Dataset records on object locations

[start]

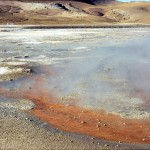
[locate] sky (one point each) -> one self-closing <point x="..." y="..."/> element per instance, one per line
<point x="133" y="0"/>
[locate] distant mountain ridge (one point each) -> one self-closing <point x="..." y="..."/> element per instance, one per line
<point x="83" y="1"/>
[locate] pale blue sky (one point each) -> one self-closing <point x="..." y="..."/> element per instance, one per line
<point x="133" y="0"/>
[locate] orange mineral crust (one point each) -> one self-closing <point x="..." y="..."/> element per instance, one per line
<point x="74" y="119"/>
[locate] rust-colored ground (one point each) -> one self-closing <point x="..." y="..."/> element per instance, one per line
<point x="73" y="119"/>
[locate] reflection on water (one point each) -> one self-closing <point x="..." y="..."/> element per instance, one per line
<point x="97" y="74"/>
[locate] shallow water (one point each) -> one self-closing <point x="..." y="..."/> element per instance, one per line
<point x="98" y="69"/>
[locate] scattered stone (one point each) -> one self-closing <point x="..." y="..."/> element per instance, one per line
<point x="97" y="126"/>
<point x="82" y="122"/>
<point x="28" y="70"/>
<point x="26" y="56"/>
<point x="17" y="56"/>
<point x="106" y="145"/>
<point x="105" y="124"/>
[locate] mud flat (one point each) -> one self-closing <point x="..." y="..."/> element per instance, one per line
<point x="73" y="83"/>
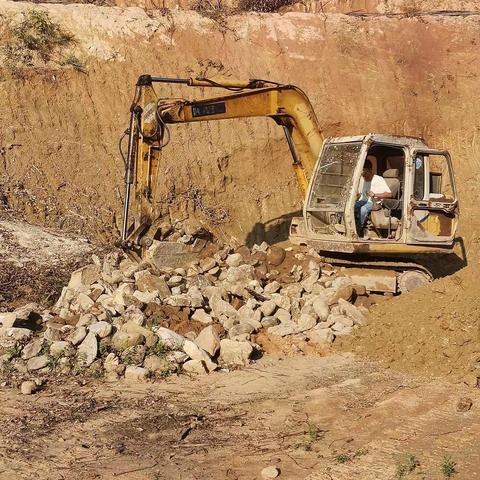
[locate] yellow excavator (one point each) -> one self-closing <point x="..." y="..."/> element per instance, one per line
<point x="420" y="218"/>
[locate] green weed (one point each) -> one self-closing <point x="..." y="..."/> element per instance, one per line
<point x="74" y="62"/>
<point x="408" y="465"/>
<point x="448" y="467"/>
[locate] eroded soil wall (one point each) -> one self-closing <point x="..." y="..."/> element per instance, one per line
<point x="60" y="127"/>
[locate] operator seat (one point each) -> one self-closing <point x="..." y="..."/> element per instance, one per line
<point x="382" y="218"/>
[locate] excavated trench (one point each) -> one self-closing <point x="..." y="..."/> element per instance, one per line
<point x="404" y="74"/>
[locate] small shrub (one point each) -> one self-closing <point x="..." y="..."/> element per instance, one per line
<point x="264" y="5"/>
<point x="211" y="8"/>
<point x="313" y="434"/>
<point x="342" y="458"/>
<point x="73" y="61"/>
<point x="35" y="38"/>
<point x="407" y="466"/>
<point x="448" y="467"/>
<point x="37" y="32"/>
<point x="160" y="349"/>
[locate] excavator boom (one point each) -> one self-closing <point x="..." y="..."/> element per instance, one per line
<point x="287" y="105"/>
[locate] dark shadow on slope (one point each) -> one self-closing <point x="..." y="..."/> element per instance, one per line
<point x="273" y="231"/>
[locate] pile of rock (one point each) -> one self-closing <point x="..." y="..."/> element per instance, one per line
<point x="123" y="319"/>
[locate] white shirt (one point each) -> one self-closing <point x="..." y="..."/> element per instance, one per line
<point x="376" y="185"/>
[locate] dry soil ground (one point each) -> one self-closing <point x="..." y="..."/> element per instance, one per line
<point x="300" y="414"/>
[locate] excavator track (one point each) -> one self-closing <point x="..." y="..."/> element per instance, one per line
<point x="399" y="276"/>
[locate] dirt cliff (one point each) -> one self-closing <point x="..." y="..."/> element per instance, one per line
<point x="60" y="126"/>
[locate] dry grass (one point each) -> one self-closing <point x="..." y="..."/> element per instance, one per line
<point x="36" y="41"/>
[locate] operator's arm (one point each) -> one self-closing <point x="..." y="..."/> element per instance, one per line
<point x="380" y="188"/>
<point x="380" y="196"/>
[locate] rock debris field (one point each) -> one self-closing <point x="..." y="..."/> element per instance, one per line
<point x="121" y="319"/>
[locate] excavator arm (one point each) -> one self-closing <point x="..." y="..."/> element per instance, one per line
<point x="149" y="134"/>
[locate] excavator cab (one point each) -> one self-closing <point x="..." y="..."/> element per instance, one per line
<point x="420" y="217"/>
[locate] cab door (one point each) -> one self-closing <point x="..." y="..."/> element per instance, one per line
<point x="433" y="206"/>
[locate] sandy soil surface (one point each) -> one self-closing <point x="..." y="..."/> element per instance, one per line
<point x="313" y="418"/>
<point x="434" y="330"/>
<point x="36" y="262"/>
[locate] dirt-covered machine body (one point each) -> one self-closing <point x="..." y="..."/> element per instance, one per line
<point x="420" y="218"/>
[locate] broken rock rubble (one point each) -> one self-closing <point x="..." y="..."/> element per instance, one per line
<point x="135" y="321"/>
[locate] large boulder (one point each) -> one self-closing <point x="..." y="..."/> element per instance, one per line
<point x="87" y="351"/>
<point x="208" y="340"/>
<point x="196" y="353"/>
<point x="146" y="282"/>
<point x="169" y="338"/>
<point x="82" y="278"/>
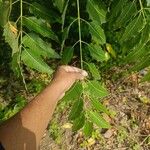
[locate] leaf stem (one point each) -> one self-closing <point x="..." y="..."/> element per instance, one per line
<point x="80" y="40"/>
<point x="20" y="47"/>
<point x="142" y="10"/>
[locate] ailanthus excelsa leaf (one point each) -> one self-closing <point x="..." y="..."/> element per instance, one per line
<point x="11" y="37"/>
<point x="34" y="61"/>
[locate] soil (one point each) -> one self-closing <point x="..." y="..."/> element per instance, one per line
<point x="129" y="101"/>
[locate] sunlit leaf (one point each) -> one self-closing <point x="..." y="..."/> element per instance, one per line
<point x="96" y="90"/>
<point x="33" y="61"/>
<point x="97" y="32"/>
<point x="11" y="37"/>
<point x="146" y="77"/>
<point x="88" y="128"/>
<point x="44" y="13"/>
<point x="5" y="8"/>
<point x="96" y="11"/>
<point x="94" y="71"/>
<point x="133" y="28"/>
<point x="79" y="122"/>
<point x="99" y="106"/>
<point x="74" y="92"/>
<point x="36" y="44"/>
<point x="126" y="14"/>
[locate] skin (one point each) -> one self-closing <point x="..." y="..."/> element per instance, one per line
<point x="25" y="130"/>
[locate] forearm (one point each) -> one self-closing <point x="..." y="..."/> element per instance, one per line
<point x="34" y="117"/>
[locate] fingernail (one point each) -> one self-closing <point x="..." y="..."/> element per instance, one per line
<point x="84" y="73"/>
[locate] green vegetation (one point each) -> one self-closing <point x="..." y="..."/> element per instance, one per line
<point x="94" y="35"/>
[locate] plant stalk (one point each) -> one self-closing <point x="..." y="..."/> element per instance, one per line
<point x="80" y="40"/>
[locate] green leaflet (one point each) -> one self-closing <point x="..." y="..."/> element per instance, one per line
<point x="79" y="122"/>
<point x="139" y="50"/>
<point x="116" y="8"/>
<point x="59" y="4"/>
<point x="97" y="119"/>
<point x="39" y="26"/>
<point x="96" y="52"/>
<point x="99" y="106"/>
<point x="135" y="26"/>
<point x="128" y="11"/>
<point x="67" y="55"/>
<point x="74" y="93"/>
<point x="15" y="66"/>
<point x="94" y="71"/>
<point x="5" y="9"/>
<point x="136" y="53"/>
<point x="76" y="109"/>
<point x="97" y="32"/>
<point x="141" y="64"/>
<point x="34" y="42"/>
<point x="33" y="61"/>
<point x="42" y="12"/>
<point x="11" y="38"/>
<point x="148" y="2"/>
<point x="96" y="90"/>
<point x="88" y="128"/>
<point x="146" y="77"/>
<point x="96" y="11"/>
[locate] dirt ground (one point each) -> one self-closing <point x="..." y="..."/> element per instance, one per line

[end]
[start]

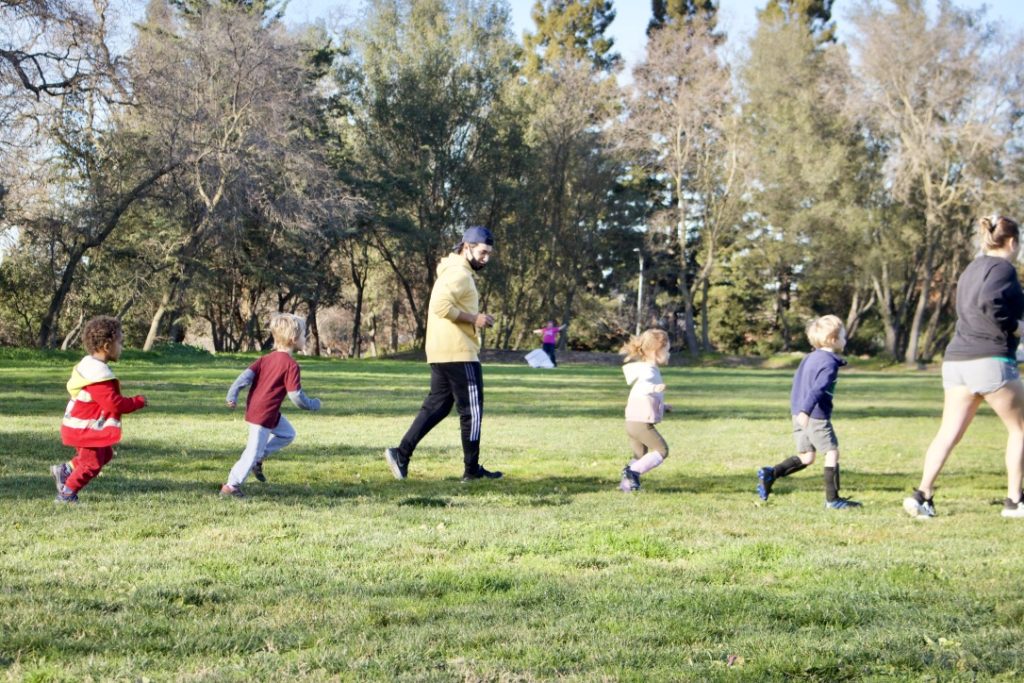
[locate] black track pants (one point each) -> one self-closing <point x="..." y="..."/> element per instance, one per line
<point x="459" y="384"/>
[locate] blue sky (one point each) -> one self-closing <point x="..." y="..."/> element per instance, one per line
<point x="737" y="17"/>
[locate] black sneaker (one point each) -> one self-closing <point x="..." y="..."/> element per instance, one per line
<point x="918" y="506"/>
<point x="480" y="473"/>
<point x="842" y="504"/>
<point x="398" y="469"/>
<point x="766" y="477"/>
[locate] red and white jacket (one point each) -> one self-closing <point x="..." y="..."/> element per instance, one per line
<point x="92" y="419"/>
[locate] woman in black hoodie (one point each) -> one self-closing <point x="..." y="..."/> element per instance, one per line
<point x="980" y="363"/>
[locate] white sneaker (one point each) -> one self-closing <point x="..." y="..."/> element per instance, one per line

[end]
[start]

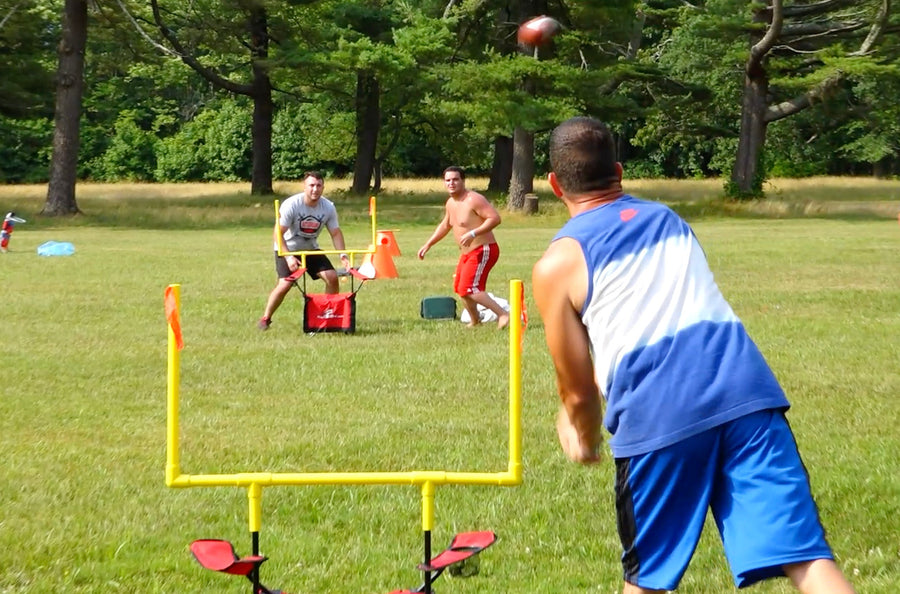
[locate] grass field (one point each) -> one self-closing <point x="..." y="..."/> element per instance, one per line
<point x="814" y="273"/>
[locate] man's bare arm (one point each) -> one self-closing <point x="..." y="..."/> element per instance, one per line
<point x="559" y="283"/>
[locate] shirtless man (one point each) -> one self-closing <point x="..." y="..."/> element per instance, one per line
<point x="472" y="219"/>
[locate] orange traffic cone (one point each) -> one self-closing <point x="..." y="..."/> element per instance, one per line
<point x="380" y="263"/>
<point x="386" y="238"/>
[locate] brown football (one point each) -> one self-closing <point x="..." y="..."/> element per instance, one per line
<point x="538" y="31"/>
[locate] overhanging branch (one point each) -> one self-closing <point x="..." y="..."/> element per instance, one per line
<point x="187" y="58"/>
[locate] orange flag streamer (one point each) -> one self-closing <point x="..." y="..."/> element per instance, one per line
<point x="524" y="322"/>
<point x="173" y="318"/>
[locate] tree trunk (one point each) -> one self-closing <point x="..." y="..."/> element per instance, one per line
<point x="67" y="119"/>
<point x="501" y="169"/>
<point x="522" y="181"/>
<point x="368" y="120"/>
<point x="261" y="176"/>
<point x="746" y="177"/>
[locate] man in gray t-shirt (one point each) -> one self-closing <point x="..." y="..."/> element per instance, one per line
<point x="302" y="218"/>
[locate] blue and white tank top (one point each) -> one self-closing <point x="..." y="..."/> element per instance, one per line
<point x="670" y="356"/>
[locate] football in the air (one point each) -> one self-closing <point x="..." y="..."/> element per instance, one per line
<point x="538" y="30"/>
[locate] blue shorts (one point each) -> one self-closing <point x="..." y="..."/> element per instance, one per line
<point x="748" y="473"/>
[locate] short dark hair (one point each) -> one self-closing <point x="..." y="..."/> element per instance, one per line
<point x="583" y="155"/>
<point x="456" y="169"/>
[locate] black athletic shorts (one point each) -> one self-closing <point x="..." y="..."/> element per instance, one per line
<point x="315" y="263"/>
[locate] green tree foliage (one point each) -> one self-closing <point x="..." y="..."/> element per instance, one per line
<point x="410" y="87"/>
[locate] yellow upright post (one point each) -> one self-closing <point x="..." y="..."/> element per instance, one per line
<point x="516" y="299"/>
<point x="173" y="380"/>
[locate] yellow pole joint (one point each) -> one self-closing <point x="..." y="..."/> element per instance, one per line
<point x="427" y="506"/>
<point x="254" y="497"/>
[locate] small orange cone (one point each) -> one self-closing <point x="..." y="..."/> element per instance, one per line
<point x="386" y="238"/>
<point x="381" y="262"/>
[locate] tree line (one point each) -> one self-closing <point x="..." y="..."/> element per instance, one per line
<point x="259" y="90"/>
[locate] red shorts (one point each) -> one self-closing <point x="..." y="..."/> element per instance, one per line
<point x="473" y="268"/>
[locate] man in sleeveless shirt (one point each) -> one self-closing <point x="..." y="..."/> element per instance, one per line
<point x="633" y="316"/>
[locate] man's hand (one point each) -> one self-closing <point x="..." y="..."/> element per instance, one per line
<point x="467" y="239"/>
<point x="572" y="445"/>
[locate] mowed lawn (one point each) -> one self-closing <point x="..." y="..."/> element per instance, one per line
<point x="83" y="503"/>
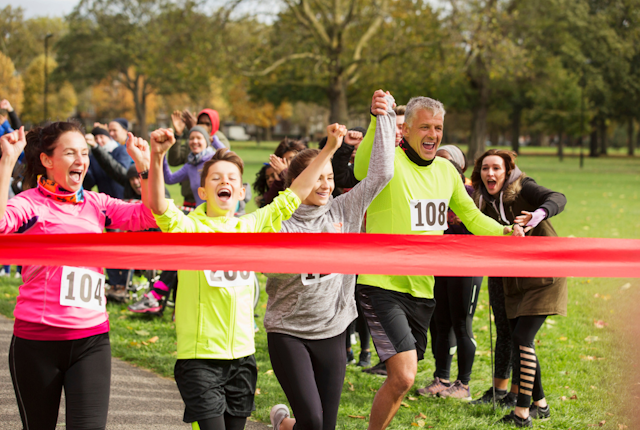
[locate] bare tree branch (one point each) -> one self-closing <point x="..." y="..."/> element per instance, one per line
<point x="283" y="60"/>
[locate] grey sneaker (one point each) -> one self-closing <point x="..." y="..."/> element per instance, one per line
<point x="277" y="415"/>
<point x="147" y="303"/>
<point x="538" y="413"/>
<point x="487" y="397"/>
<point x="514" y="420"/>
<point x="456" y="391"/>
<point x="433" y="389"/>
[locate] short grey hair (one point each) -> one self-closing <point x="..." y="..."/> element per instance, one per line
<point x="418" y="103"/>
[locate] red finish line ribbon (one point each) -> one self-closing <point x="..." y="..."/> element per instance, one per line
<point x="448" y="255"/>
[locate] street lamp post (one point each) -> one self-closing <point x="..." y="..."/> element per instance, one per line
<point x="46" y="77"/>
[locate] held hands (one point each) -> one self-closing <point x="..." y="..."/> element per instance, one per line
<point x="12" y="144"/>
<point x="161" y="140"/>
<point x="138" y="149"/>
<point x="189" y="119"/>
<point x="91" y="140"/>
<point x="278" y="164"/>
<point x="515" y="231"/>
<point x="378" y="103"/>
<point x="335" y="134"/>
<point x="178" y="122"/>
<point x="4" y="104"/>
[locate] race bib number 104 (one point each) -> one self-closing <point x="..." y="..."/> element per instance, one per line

[end]

_Requirement_. Select every line above that contains the word "branch" and copy each one out in full.

_Completed exercise_.
[locate] overhanging branch (one point each) -> one self-closing <point x="..." y="..."/> element per instance, one per line
[locate] bare tree branch (one point each) -> one self-closing <point x="..." y="..."/> element per instance, one per line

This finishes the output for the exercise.